__Request__: Please give the data below, from the line holding "I would be grateful for your help identifying the rst sign" through the end, inclusive, as a Markdown table with the columns Row and Line. Number each row and leave out blank lines.

Excerpts from point annotation data:
::::::

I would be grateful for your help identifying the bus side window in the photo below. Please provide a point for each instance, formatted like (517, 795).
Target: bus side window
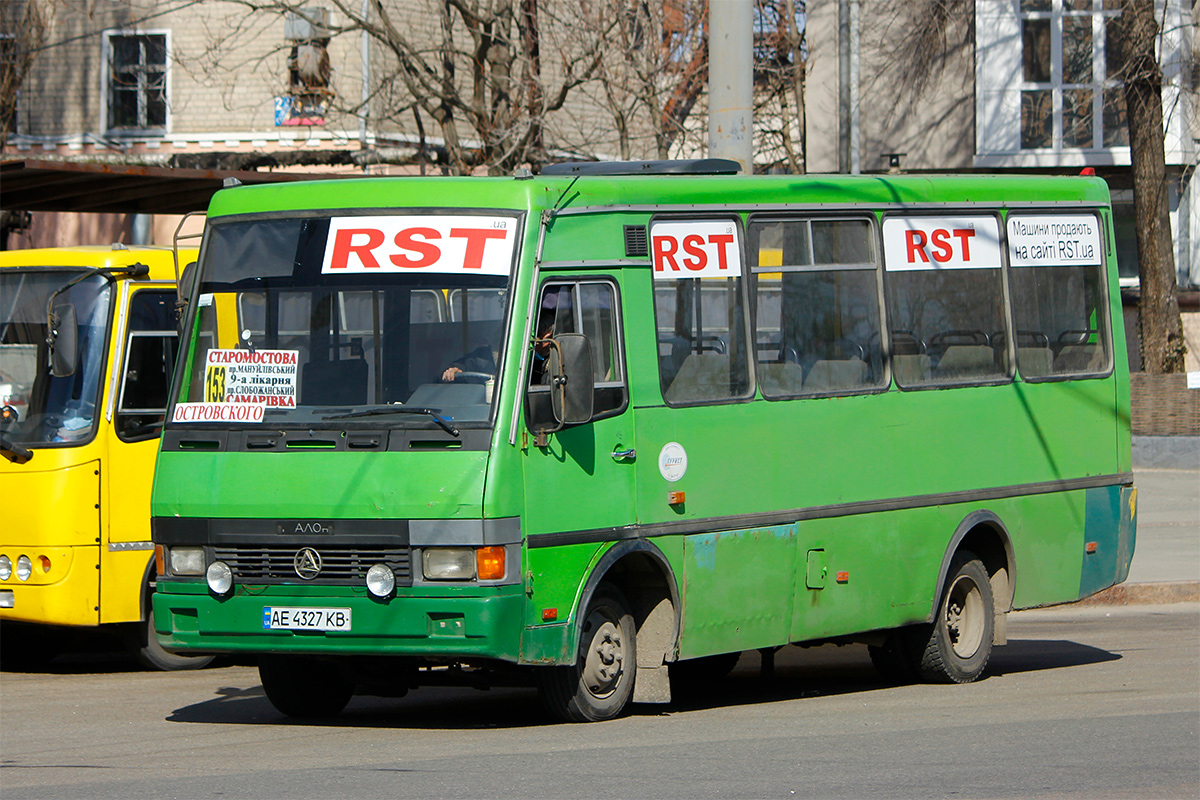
(149, 360)
(1061, 313)
(945, 298)
(702, 349)
(817, 307)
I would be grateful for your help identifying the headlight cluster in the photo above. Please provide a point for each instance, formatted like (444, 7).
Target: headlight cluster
(25, 566)
(463, 563)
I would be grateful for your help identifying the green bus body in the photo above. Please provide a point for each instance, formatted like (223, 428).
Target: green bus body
(804, 518)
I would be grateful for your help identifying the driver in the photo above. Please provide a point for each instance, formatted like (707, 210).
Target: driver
(481, 359)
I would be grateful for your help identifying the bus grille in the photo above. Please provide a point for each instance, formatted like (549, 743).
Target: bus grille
(340, 565)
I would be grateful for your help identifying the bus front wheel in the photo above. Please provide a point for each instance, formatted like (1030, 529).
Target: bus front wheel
(144, 645)
(955, 649)
(599, 684)
(304, 687)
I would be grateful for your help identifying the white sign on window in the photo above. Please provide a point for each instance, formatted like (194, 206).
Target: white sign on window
(461, 244)
(1044, 240)
(941, 244)
(700, 248)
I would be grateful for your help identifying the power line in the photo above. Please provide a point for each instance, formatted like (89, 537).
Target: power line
(133, 23)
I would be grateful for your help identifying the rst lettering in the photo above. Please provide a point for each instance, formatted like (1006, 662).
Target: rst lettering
(432, 244)
(693, 250)
(941, 242)
(939, 245)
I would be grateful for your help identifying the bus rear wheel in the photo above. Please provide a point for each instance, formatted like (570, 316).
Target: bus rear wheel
(304, 687)
(955, 649)
(599, 684)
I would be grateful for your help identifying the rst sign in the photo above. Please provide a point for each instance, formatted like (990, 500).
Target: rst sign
(941, 242)
(461, 244)
(697, 248)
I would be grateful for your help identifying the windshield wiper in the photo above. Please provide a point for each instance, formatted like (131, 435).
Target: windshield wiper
(15, 452)
(399, 409)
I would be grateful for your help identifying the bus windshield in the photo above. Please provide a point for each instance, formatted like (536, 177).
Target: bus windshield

::::::

__Written response__:
| Row | Line |
|---|---|
| 1 | I would be grateful for your help identifying the rst sign in the photo above. Please provide a point for each instance, formatted like (990, 500). |
| 2 | Target: rst sign |
| 3 | (941, 242) |
| 4 | (461, 244) |
| 5 | (697, 248) |
| 6 | I would be grateful for your help identifying the windshield wiper in the photo above. Please provide a point for each instance, formatted like (131, 435). |
| 7 | Target: windshield wiper |
| 8 | (15, 452) |
| 9 | (399, 409) |
| 10 | I would be grateful for your help identifying the bus windshield in the photo above. Please provide a point for each instance, formatted like (536, 177). |
| 11 | Target: bus windshield |